#### Supplied material:
******

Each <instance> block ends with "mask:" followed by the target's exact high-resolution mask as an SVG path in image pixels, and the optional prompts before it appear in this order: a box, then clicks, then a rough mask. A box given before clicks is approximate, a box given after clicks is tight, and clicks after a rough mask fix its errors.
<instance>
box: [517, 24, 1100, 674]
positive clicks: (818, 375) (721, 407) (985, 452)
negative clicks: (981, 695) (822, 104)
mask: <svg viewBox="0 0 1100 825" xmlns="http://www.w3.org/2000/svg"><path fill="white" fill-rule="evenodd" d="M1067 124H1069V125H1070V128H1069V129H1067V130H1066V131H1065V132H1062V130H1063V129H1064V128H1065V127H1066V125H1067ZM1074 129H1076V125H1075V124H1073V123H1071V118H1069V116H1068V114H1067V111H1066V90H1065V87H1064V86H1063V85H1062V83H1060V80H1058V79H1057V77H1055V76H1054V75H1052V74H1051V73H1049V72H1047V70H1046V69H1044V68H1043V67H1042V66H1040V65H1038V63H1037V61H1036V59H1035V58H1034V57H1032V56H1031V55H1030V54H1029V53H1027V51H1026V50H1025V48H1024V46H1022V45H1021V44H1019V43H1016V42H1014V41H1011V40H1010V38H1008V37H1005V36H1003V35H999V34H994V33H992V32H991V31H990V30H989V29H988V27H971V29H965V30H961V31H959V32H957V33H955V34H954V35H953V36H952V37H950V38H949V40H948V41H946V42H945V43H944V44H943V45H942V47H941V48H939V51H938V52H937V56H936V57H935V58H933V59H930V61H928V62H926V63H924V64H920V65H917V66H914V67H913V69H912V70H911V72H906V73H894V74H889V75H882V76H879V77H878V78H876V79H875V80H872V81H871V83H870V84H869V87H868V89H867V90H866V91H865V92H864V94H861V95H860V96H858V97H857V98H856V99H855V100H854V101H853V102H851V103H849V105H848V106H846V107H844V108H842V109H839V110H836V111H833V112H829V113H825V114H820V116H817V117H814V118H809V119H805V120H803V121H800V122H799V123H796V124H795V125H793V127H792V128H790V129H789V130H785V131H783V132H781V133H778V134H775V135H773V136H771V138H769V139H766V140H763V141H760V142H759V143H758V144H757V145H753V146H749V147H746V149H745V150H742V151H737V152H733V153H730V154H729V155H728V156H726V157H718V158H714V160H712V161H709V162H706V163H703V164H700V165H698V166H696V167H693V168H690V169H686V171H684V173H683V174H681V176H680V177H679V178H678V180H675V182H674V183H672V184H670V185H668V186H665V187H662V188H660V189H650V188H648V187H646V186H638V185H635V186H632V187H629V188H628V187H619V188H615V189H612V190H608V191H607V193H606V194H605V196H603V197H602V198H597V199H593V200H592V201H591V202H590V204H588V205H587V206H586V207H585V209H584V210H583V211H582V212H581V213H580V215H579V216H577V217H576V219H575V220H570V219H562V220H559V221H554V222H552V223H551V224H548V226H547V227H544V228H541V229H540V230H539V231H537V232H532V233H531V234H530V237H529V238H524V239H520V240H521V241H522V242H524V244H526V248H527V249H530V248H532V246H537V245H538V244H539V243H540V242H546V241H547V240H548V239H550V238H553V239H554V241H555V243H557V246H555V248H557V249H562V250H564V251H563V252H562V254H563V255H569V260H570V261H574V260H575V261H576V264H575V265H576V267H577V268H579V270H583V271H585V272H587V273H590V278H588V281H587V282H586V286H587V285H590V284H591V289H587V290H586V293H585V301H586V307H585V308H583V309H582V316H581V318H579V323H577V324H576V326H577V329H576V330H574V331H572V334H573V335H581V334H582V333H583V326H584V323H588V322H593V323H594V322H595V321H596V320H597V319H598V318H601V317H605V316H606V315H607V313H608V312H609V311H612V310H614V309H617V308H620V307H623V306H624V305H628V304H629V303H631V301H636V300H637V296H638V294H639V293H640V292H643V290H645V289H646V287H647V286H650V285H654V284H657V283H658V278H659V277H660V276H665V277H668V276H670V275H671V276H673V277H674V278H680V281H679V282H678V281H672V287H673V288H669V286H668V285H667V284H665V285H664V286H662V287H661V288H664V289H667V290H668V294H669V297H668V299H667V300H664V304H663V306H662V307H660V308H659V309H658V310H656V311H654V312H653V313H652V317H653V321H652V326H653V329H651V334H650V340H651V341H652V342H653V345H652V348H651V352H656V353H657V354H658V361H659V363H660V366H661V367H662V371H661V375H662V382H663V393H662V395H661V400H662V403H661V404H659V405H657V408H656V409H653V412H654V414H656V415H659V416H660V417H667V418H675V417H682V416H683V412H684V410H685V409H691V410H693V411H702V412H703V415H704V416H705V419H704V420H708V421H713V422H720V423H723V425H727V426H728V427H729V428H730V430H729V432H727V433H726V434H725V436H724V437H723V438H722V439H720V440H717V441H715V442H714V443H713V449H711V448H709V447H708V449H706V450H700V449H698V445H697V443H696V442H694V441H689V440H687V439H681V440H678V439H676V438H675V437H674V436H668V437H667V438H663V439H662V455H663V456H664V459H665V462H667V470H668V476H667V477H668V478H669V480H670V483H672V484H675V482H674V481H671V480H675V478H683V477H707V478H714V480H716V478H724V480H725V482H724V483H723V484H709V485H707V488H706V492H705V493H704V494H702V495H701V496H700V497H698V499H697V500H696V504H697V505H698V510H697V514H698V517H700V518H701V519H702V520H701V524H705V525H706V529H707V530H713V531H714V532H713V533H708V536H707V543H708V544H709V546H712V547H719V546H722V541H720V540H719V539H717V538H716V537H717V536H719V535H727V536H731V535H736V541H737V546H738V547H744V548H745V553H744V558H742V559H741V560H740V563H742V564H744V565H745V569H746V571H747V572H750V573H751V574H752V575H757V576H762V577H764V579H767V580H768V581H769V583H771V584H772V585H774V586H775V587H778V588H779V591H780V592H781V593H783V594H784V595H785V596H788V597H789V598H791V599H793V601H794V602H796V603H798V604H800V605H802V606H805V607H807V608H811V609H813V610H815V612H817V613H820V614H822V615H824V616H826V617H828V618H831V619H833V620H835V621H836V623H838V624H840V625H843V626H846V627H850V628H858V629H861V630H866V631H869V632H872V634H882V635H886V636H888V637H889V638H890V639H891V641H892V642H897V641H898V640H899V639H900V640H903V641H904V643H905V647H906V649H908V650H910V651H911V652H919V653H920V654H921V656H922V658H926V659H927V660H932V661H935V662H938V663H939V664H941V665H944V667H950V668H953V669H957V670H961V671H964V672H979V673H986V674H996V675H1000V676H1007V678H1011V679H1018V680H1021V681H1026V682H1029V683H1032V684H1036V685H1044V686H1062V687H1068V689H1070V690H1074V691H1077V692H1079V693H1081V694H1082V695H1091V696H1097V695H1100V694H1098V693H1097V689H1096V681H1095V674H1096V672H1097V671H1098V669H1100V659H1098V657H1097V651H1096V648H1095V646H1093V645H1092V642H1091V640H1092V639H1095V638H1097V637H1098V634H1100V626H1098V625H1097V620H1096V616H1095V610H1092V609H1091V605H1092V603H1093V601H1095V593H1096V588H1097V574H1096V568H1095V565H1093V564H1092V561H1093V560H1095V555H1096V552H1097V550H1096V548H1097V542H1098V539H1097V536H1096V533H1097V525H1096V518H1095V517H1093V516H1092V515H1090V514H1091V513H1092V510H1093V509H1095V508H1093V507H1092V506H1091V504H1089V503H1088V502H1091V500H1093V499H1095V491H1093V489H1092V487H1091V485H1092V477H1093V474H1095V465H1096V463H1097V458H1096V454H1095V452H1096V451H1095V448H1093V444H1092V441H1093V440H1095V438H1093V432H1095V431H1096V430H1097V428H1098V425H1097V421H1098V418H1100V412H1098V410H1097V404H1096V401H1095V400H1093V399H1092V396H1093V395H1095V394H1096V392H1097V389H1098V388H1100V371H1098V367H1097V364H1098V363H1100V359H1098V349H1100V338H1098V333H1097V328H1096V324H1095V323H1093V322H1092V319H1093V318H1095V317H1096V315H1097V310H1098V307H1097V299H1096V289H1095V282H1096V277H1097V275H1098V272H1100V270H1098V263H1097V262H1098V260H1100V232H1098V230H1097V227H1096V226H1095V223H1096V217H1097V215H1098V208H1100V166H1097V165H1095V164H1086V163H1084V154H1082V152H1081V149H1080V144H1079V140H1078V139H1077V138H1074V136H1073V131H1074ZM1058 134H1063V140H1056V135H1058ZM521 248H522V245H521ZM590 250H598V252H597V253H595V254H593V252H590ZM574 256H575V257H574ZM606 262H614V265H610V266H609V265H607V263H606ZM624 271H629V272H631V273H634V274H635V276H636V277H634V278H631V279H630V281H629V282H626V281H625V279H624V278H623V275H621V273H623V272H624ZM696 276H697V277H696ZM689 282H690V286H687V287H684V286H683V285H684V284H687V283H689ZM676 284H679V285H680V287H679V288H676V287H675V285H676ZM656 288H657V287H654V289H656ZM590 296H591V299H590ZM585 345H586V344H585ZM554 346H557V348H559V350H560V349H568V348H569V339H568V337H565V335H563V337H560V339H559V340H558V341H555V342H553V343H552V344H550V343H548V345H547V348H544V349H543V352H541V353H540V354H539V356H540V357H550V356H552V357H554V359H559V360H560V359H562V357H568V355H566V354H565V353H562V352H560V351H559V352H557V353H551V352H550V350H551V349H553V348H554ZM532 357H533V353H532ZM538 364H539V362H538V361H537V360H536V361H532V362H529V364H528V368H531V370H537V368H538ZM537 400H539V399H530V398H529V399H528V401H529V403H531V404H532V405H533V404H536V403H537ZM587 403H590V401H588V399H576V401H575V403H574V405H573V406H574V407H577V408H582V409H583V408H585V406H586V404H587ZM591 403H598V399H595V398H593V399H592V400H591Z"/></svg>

******

#### The task:
Nothing but a number is expected here: the number of lines above that hold the word "clicks".

#### Your solution:
3